* begin Provided records *

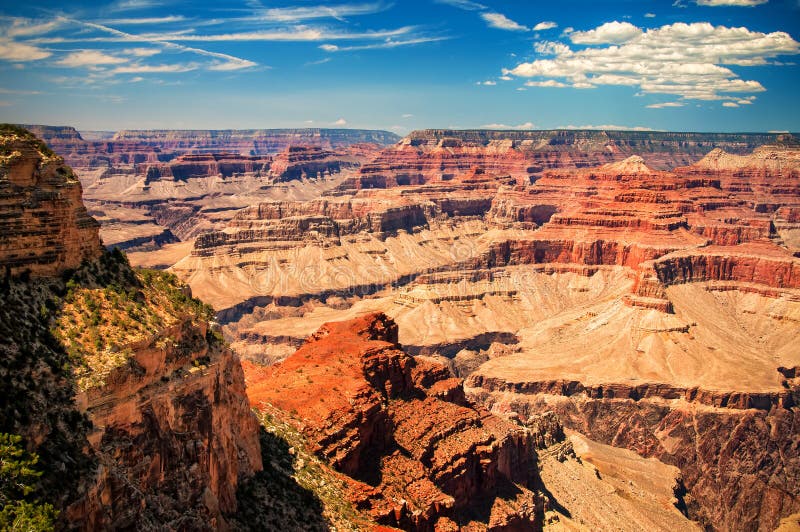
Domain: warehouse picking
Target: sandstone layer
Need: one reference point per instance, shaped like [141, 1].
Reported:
[44, 227]
[419, 456]
[159, 432]
[612, 284]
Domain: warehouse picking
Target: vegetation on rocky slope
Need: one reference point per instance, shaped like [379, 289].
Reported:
[20, 505]
[296, 490]
[102, 316]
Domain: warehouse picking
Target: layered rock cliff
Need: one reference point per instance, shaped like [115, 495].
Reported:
[44, 227]
[419, 455]
[113, 377]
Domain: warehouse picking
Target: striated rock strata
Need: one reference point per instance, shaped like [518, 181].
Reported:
[44, 227]
[160, 432]
[420, 457]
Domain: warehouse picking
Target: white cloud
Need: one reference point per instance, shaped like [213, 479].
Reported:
[502, 22]
[466, 5]
[319, 61]
[608, 33]
[16, 91]
[141, 52]
[23, 27]
[526, 125]
[232, 64]
[296, 14]
[664, 105]
[16, 51]
[132, 5]
[546, 83]
[85, 58]
[155, 69]
[547, 25]
[741, 3]
[389, 43]
[687, 60]
[144, 20]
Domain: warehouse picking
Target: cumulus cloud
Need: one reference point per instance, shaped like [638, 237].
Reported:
[608, 33]
[547, 25]
[545, 83]
[686, 60]
[502, 22]
[526, 125]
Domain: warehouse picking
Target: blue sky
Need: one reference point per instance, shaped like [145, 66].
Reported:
[685, 65]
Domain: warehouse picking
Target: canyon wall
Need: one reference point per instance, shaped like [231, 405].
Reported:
[135, 406]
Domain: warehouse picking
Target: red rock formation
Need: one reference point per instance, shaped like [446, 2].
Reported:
[740, 465]
[420, 455]
[173, 433]
[44, 227]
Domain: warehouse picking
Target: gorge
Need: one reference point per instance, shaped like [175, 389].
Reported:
[496, 330]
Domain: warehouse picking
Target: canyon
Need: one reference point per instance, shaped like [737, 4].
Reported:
[463, 329]
[113, 378]
[662, 303]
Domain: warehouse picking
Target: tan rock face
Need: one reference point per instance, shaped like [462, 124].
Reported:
[44, 227]
[173, 434]
[419, 454]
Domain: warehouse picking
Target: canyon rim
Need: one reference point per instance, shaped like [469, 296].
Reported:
[352, 266]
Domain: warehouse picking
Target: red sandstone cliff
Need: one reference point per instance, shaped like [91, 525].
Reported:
[44, 227]
[419, 455]
[171, 432]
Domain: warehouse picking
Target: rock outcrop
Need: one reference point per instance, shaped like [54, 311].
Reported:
[44, 227]
[159, 432]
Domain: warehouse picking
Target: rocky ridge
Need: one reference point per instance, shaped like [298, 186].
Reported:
[136, 407]
[416, 454]
[667, 286]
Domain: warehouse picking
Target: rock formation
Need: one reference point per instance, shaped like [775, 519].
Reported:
[44, 227]
[651, 309]
[419, 456]
[603, 285]
[159, 432]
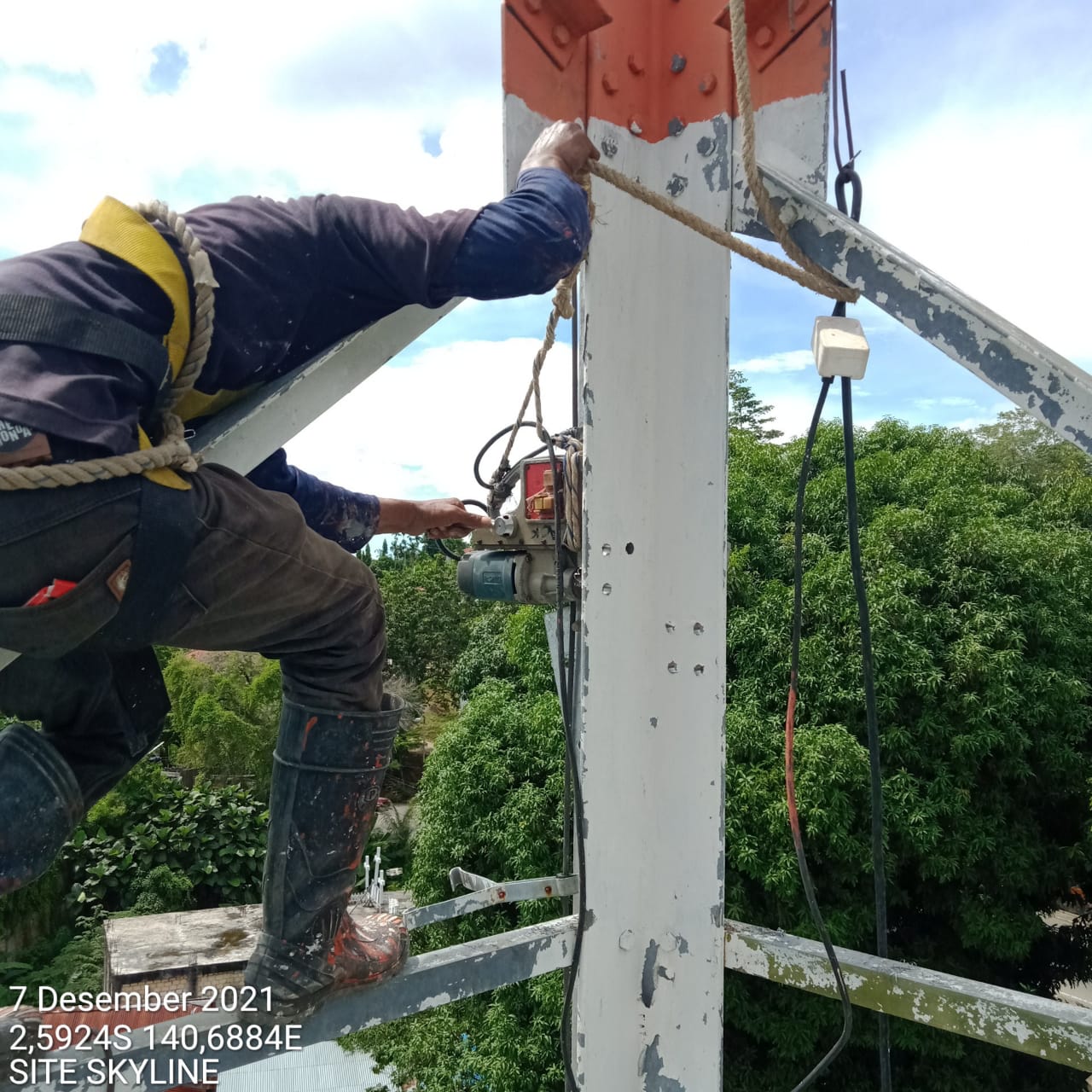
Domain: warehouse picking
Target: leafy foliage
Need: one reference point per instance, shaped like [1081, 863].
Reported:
[428, 619]
[211, 839]
[491, 800]
[979, 580]
[70, 960]
[979, 572]
[746, 413]
[225, 711]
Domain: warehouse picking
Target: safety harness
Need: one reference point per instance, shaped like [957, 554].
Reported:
[166, 527]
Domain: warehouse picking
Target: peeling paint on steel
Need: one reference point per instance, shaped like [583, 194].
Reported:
[652, 1071]
[648, 974]
[426, 982]
[717, 150]
[1036, 1025]
[639, 315]
[1029, 374]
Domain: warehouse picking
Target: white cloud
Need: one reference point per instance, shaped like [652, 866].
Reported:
[948, 401]
[973, 195]
[224, 131]
[414, 430]
[795, 359]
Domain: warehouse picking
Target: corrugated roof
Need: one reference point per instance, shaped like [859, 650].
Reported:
[324, 1067]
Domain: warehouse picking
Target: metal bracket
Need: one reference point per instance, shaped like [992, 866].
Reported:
[557, 26]
[485, 892]
[1029, 374]
[460, 878]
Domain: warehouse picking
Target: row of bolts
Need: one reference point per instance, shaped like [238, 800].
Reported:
[763, 36]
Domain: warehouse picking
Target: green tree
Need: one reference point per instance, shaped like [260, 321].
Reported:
[746, 413]
[491, 800]
[428, 619]
[1025, 448]
[225, 711]
[979, 581]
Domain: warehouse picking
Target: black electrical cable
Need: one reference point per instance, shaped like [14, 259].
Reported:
[439, 542]
[810, 892]
[565, 681]
[566, 787]
[492, 439]
[847, 176]
[880, 874]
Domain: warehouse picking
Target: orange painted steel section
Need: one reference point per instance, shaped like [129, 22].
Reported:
[558, 26]
[659, 65]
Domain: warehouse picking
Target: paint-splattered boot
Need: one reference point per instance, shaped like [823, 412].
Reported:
[41, 805]
[328, 770]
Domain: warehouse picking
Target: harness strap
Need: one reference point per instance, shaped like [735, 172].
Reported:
[42, 321]
[164, 538]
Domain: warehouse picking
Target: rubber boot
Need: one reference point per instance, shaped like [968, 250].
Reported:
[41, 805]
[328, 771]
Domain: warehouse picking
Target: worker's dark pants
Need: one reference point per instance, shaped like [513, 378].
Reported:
[258, 580]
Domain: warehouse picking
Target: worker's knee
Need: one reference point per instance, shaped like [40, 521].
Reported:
[346, 669]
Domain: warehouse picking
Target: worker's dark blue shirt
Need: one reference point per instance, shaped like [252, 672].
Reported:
[295, 277]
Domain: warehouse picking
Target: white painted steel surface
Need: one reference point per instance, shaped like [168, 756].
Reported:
[650, 987]
[244, 435]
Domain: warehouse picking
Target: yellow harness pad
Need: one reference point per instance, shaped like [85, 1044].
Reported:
[124, 233]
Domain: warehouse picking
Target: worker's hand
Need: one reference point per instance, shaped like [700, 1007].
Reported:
[438, 519]
[564, 145]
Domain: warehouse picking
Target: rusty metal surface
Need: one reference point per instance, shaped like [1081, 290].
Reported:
[1029, 374]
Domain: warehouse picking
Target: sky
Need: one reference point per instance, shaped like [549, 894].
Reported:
[974, 125]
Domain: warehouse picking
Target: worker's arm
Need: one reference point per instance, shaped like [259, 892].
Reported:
[520, 246]
[351, 519]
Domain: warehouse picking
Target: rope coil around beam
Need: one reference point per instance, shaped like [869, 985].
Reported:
[172, 452]
[806, 272]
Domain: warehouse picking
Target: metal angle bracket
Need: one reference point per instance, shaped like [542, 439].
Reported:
[558, 26]
[490, 894]
[460, 878]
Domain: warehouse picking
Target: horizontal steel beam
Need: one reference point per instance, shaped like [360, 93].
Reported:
[426, 982]
[249, 432]
[1031, 375]
[1036, 1025]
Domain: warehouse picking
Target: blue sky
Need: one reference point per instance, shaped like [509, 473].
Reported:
[974, 125]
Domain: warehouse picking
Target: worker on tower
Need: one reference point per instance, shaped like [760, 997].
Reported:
[92, 576]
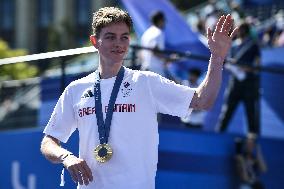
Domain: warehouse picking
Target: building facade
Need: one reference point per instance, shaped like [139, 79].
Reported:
[44, 25]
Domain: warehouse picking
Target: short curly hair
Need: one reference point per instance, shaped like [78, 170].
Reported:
[107, 15]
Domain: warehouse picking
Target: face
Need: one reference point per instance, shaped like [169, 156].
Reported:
[113, 43]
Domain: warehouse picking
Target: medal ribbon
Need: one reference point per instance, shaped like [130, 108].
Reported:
[104, 126]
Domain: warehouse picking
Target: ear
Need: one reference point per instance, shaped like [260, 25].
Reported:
[93, 40]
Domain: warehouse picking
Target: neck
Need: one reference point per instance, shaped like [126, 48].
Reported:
[108, 71]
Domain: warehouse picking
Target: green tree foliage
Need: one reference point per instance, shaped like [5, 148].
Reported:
[19, 70]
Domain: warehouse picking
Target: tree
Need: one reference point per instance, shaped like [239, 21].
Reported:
[19, 70]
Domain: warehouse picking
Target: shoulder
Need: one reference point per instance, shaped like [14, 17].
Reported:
[82, 82]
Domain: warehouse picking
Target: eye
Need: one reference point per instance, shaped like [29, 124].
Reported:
[125, 38]
[110, 37]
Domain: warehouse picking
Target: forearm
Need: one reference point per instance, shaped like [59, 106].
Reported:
[51, 149]
[207, 91]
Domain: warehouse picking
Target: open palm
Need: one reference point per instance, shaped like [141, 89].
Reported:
[220, 41]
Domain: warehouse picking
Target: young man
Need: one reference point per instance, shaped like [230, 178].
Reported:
[115, 109]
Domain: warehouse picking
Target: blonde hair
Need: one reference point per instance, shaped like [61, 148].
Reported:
[108, 15]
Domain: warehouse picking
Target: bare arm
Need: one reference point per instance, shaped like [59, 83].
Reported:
[219, 43]
[78, 168]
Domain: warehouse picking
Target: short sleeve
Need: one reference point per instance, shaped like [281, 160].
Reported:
[169, 97]
[62, 122]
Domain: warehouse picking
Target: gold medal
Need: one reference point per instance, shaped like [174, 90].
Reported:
[103, 153]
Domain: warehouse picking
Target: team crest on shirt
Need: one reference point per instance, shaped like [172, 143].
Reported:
[87, 94]
[126, 89]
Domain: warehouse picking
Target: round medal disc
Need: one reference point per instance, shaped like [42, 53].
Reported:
[103, 153]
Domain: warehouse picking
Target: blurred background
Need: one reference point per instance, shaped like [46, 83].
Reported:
[189, 157]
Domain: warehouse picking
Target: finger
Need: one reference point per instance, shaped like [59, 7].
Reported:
[88, 171]
[219, 23]
[227, 24]
[73, 174]
[234, 33]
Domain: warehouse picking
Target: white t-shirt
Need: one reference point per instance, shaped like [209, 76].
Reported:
[151, 38]
[134, 128]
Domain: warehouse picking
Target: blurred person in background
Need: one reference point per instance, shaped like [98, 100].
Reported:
[250, 163]
[244, 82]
[196, 118]
[115, 108]
[154, 37]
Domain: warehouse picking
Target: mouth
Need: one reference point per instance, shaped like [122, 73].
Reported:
[120, 52]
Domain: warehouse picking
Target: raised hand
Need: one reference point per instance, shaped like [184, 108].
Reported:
[220, 41]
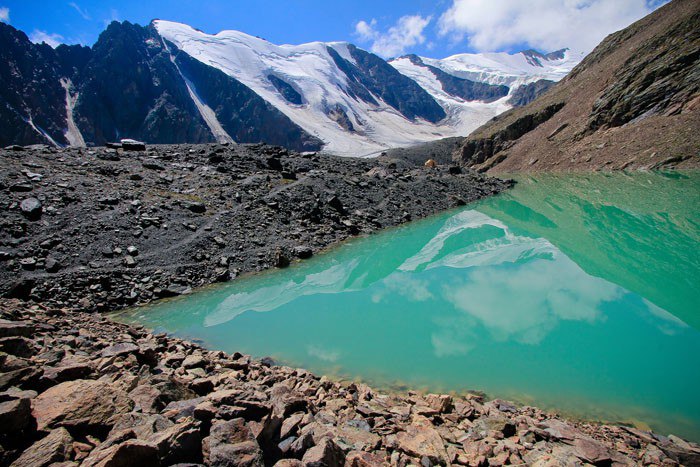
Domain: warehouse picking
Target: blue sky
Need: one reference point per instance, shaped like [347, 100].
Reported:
[435, 28]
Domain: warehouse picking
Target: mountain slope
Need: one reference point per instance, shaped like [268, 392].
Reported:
[32, 98]
[352, 100]
[170, 83]
[473, 88]
[634, 102]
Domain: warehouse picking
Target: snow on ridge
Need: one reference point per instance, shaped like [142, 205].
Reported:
[512, 70]
[311, 70]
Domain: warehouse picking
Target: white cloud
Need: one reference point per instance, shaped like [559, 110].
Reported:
[54, 40]
[80, 11]
[407, 32]
[491, 25]
[113, 16]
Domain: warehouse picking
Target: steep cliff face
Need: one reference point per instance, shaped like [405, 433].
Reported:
[245, 116]
[634, 102]
[131, 89]
[461, 87]
[130, 84]
[397, 90]
[32, 100]
[529, 92]
[170, 83]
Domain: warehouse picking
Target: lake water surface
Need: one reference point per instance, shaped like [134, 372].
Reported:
[579, 293]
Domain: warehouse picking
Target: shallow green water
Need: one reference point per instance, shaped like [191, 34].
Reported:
[579, 293]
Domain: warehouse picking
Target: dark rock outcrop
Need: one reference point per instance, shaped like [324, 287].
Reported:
[128, 85]
[372, 75]
[634, 102]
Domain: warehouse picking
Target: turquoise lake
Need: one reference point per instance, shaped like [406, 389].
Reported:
[576, 293]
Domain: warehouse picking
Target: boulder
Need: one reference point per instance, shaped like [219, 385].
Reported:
[117, 350]
[421, 439]
[363, 459]
[80, 404]
[55, 447]
[133, 145]
[15, 328]
[129, 453]
[31, 208]
[326, 453]
[18, 346]
[231, 443]
[15, 416]
[179, 443]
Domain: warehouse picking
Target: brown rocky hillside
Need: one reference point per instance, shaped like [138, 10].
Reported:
[634, 102]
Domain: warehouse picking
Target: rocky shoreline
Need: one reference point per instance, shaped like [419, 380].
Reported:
[101, 229]
[79, 389]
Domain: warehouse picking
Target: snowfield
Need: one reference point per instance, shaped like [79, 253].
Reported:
[312, 72]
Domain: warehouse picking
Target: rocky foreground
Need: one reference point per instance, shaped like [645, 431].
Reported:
[106, 228]
[100, 229]
[78, 389]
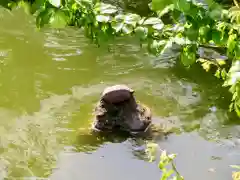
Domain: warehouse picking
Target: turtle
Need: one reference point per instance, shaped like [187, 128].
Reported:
[117, 109]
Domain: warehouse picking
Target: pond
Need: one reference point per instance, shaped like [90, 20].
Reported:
[50, 81]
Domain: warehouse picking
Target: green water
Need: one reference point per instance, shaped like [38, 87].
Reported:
[49, 82]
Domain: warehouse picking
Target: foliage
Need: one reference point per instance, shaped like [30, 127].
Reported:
[165, 160]
[236, 175]
[194, 25]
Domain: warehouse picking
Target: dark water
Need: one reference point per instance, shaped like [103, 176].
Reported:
[49, 82]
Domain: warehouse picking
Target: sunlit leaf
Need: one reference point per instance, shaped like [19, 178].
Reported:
[231, 43]
[132, 19]
[141, 32]
[188, 57]
[152, 21]
[102, 18]
[117, 26]
[56, 3]
[58, 20]
[158, 26]
[43, 17]
[127, 29]
[107, 8]
[158, 5]
[182, 5]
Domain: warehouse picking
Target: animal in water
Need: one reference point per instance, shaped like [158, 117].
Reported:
[117, 109]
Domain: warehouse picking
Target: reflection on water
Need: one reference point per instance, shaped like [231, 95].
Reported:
[50, 81]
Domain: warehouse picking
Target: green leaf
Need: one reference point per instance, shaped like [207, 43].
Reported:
[152, 21]
[102, 18]
[158, 5]
[231, 43]
[127, 29]
[235, 166]
[117, 26]
[106, 8]
[58, 20]
[56, 3]
[132, 19]
[237, 50]
[141, 32]
[43, 17]
[166, 10]
[182, 5]
[188, 56]
[158, 26]
[216, 36]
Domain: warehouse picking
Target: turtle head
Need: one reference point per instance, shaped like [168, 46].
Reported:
[117, 94]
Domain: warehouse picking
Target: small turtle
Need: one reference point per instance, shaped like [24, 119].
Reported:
[116, 94]
[118, 108]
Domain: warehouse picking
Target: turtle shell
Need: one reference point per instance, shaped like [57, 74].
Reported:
[117, 93]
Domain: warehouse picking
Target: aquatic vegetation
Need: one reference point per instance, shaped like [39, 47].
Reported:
[165, 160]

* end Provided records *

## Aim of the task
Identify every line in the records above that contains the word "hand" and copy each such line. Case counts.

## Result for this exercise
Target: worker's hand
Target: raised hand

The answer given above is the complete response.